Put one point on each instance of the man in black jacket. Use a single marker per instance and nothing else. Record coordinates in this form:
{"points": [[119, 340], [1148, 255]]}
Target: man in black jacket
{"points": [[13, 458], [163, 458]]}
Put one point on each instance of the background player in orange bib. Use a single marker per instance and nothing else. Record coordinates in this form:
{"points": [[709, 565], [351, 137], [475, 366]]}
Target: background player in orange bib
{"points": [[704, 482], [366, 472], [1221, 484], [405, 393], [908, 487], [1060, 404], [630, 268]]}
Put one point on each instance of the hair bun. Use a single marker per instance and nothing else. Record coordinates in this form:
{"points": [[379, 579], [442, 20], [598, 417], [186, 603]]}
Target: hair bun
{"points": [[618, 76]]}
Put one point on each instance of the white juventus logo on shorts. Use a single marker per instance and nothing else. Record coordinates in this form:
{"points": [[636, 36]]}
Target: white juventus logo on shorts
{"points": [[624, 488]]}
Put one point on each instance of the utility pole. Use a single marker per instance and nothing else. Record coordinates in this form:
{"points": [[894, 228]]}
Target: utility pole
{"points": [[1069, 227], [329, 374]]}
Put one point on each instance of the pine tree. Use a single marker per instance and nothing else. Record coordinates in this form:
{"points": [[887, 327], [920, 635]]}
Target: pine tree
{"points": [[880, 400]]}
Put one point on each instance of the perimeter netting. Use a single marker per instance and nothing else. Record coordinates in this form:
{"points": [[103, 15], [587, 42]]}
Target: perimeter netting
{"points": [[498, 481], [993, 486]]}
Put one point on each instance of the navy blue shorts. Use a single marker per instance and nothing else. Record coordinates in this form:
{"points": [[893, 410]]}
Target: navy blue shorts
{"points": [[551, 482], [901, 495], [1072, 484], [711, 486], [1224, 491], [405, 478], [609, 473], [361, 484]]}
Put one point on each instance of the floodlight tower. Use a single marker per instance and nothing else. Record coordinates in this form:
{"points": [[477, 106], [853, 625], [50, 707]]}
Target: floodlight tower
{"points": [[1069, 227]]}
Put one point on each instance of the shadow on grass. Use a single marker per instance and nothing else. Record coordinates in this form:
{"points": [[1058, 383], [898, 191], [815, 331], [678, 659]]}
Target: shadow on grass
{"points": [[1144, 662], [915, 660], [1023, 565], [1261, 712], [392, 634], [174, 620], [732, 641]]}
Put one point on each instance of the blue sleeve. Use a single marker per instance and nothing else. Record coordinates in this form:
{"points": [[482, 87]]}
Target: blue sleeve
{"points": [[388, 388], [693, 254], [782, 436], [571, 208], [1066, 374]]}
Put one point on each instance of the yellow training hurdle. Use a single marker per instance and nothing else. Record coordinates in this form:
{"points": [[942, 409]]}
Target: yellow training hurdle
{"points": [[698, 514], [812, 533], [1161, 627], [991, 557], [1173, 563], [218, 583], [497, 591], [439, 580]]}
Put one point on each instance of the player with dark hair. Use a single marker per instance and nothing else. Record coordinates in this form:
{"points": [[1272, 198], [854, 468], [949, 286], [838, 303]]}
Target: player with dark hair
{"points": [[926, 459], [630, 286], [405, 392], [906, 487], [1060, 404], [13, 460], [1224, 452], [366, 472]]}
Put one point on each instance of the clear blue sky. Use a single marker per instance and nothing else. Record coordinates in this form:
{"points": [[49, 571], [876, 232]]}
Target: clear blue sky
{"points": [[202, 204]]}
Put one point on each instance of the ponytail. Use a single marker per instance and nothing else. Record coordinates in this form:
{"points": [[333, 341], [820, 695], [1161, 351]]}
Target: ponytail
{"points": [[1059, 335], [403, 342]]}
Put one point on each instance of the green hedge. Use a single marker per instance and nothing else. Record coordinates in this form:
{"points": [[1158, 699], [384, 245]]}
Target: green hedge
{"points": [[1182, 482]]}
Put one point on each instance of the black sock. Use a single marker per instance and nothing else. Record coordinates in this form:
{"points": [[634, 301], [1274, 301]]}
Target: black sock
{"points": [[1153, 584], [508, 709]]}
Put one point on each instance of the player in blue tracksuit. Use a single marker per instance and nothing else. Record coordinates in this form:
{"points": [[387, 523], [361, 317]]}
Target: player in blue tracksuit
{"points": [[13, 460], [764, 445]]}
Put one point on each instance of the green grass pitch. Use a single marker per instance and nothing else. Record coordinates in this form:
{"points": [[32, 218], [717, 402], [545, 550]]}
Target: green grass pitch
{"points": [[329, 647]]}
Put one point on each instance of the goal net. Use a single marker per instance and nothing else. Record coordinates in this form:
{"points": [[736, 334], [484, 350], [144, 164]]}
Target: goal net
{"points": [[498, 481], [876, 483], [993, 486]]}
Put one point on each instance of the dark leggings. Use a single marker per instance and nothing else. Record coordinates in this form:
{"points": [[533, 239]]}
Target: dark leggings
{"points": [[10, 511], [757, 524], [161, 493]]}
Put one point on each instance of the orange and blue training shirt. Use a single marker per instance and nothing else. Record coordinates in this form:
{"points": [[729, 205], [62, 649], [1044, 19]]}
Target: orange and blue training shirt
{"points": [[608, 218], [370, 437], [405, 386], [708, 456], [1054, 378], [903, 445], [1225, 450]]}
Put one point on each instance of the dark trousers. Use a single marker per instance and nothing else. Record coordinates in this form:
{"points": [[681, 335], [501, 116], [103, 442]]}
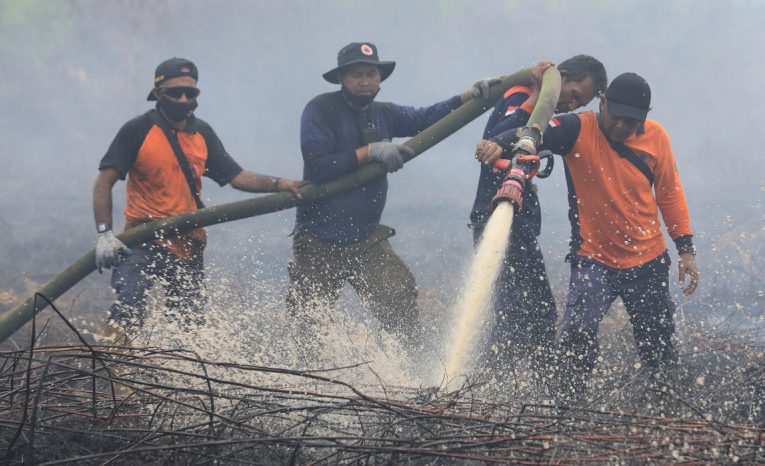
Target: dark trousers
{"points": [[593, 288], [524, 306], [320, 269], [151, 264]]}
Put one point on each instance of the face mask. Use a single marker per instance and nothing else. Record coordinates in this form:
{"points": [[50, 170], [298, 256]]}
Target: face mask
{"points": [[176, 111], [358, 101]]}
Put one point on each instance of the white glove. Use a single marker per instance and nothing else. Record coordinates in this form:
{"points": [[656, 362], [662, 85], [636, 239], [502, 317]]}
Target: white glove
{"points": [[109, 250], [480, 88], [391, 155]]}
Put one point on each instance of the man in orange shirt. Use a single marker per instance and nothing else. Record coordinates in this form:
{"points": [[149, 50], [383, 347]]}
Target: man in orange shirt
{"points": [[621, 172], [164, 153]]}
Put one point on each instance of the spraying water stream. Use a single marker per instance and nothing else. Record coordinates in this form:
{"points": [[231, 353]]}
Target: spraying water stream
{"points": [[477, 291]]}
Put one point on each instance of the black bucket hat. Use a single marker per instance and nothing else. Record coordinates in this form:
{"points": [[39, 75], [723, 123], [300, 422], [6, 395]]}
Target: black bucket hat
{"points": [[173, 68], [359, 52], [629, 96]]}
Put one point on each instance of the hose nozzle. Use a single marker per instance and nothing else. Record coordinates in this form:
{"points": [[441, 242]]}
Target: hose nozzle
{"points": [[511, 189]]}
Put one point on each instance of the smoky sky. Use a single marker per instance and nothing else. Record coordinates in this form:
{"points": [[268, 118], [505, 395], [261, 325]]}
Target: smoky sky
{"points": [[73, 72]]}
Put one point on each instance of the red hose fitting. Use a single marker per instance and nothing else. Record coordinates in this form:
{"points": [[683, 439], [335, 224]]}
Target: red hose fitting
{"points": [[511, 189]]}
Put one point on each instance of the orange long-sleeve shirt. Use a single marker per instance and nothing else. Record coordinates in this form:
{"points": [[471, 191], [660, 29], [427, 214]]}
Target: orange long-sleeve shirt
{"points": [[614, 211]]}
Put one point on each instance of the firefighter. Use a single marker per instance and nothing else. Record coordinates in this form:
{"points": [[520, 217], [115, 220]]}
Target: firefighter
{"points": [[164, 153], [340, 240], [524, 306], [621, 173]]}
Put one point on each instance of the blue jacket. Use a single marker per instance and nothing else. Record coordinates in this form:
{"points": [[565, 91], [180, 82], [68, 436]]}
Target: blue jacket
{"points": [[507, 114], [330, 133]]}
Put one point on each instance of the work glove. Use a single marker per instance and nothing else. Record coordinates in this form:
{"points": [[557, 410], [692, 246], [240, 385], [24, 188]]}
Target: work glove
{"points": [[110, 251], [479, 89], [391, 155]]}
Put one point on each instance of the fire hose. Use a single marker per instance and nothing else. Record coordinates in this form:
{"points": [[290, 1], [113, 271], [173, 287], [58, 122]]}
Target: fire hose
{"points": [[14, 319]]}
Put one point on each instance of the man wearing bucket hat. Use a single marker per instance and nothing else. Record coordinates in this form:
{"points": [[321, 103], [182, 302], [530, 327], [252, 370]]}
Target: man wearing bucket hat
{"points": [[621, 172], [163, 153], [340, 240]]}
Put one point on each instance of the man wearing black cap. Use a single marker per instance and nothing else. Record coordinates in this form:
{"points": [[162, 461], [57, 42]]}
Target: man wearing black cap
{"points": [[621, 172], [164, 153], [340, 240]]}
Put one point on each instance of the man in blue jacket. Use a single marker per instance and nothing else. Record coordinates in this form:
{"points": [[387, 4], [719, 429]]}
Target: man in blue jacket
{"points": [[340, 240], [524, 306]]}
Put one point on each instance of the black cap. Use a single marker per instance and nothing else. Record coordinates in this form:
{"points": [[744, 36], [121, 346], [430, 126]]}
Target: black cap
{"points": [[359, 52], [173, 68], [629, 96]]}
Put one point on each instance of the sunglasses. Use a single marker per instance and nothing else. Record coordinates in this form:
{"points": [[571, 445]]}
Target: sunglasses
{"points": [[177, 92]]}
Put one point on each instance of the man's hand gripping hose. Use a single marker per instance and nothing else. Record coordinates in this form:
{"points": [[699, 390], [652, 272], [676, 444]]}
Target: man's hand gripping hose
{"points": [[523, 166]]}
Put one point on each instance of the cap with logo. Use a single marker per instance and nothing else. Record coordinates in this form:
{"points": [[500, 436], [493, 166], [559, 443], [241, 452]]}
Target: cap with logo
{"points": [[359, 52], [629, 96], [173, 68]]}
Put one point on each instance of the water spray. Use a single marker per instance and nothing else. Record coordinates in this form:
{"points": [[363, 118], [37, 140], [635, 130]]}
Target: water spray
{"points": [[14, 319], [477, 293]]}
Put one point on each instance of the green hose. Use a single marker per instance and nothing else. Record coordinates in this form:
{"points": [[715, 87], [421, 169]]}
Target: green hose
{"points": [[14, 319]]}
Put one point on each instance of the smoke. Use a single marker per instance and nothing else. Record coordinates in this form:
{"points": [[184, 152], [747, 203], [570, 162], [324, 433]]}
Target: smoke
{"points": [[75, 71]]}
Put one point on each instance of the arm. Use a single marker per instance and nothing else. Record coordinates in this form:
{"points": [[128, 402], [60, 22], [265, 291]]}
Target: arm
{"points": [[256, 183], [519, 101], [102, 196], [670, 197], [109, 250], [318, 142], [559, 138], [521, 111]]}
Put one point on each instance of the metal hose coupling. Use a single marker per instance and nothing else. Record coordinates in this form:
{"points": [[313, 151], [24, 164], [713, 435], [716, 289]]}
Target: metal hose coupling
{"points": [[511, 189], [529, 138]]}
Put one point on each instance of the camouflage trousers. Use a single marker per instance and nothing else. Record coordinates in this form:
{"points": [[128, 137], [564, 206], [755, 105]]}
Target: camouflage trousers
{"points": [[320, 269]]}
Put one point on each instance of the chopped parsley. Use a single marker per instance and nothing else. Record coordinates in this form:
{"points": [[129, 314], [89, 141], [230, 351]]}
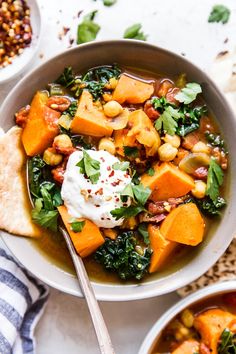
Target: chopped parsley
{"points": [[134, 32], [88, 29], [89, 167], [77, 226], [219, 13], [189, 93], [215, 179]]}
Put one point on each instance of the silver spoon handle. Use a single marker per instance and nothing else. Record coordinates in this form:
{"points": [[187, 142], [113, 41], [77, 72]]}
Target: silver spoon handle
{"points": [[94, 309]]}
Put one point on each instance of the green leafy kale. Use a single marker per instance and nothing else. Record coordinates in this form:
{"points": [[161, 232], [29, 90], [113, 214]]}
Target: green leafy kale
{"points": [[189, 93], [215, 179], [216, 140], [219, 13], [120, 256], [143, 230], [88, 29], [134, 32], [210, 207], [227, 344], [89, 167]]}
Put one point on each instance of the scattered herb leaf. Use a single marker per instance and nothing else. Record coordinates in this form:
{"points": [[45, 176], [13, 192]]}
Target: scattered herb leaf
{"points": [[219, 13], [189, 93]]}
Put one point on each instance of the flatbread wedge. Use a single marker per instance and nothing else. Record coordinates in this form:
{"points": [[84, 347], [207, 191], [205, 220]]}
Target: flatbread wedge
{"points": [[15, 207]]}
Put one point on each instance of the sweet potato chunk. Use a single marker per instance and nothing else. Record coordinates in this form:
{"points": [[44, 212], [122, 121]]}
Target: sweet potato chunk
{"points": [[86, 241], [131, 90], [210, 324], [41, 126], [184, 224], [90, 119], [167, 182], [189, 346], [161, 247]]}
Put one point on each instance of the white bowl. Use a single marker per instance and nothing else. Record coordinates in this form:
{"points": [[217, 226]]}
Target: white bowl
{"points": [[150, 58], [20, 62], [206, 293]]}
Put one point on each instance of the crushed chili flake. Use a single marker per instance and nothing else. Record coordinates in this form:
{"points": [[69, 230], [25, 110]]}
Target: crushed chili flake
{"points": [[15, 29]]}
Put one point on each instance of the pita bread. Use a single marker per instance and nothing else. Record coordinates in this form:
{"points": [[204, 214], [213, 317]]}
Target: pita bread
{"points": [[224, 74], [15, 207]]}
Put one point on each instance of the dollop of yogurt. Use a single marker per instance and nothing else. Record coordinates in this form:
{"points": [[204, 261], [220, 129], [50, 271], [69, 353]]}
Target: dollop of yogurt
{"points": [[84, 199]]}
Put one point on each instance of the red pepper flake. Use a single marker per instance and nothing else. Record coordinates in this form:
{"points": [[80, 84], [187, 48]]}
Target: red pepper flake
{"points": [[99, 191]]}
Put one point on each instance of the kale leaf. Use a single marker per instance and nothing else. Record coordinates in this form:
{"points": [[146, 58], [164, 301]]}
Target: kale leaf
{"points": [[120, 256], [227, 344]]}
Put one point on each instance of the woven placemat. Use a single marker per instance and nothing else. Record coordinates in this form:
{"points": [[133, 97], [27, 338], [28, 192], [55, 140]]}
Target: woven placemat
{"points": [[224, 74]]}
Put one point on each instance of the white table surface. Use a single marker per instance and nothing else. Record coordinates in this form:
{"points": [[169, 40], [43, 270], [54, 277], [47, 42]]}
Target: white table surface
{"points": [[177, 25]]}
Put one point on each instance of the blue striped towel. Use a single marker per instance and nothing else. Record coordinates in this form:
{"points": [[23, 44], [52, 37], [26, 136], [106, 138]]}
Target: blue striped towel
{"points": [[22, 301]]}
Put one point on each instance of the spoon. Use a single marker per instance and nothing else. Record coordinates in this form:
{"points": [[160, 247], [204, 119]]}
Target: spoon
{"points": [[100, 327]]}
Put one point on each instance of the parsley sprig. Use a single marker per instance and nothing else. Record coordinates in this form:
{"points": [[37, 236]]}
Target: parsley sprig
{"points": [[89, 167]]}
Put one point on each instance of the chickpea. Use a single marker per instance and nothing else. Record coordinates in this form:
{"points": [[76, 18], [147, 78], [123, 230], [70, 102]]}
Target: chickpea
{"points": [[187, 318], [62, 141], [199, 190], [201, 147], [167, 152], [51, 157], [112, 109], [174, 140], [107, 145]]}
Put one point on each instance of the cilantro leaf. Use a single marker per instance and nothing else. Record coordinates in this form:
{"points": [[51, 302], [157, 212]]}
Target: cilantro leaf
{"points": [[215, 179], [133, 32], [77, 226], [123, 166], [127, 212], [151, 171], [89, 167], [88, 29], [141, 193], [131, 151], [143, 230], [219, 13], [167, 120], [189, 93]]}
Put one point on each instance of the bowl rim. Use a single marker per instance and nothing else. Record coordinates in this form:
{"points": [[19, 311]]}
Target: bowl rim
{"points": [[208, 291], [37, 40], [104, 289]]}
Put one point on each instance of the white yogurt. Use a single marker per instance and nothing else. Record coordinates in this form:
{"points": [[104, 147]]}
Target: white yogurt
{"points": [[94, 201]]}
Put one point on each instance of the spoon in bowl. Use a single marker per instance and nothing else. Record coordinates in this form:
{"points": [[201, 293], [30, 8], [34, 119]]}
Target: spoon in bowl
{"points": [[100, 327]]}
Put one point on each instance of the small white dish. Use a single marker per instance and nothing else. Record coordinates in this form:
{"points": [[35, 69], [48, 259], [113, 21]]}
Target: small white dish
{"points": [[20, 62]]}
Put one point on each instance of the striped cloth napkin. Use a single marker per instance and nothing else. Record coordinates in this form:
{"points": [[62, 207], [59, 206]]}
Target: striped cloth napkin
{"points": [[22, 301]]}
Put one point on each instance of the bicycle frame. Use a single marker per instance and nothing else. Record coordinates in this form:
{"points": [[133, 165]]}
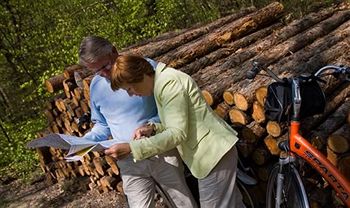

WHAT TO WORK ON =>
Copy the records from the line that contains "Put one point on each instance of the small" through the end of the records, with the requests included and the pictures left out. Shift every coordinate in the answers by adding 99 to it, and keep the format samples in the requests unchanged.

FULL SOLUTION =>
Put one point on each instance of the small white dish. Use a single marker per instance and nothing else. Record coordinates in this form:
{"points": [[35, 69], [48, 259], [113, 21]]}
Target: small white dish
{"points": [[119, 161]]}
Put one point on each instance of the striped cloth napkin. Use a single marker per instance and nothing else. Record coordinates in this form:
{"points": [[62, 207], [59, 206]]}
Target: striped cloth napkin
{"points": [[121, 400]]}
Put one point on each instance of the bicycle frame. Use a single marker per instance and nothing else. Record coordinates in this form:
{"points": [[133, 165]]}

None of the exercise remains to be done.